[Items from a labeling collection]
..........

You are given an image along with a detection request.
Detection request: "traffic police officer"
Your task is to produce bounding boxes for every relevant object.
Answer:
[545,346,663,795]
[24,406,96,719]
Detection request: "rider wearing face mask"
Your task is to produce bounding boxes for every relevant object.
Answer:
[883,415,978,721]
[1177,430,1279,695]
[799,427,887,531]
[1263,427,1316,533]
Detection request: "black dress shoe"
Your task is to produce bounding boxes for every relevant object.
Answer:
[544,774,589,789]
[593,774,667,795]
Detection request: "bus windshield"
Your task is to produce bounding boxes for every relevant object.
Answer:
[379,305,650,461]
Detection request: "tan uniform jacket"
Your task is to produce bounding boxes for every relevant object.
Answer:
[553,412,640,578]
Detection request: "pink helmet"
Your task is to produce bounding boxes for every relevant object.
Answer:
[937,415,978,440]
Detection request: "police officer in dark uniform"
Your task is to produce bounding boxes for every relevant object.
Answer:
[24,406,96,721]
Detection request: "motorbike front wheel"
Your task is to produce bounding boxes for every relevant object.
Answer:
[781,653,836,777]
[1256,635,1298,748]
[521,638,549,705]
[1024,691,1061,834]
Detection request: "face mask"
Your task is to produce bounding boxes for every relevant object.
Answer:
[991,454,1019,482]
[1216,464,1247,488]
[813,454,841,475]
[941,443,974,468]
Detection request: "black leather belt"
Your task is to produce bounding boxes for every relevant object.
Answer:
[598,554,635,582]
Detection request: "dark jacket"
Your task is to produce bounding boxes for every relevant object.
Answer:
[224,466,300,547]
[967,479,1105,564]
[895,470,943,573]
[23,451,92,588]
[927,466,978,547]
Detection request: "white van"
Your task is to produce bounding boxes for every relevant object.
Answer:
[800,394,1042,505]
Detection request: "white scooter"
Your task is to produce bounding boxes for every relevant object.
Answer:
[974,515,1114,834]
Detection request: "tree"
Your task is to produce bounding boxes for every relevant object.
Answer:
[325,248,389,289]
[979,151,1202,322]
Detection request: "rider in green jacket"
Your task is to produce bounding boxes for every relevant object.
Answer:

..........

* _SHORT EXERCISE_: How many lines in the rows above contain the word "jacket"? Reply with the number alone.

* _RESPONSE_: 3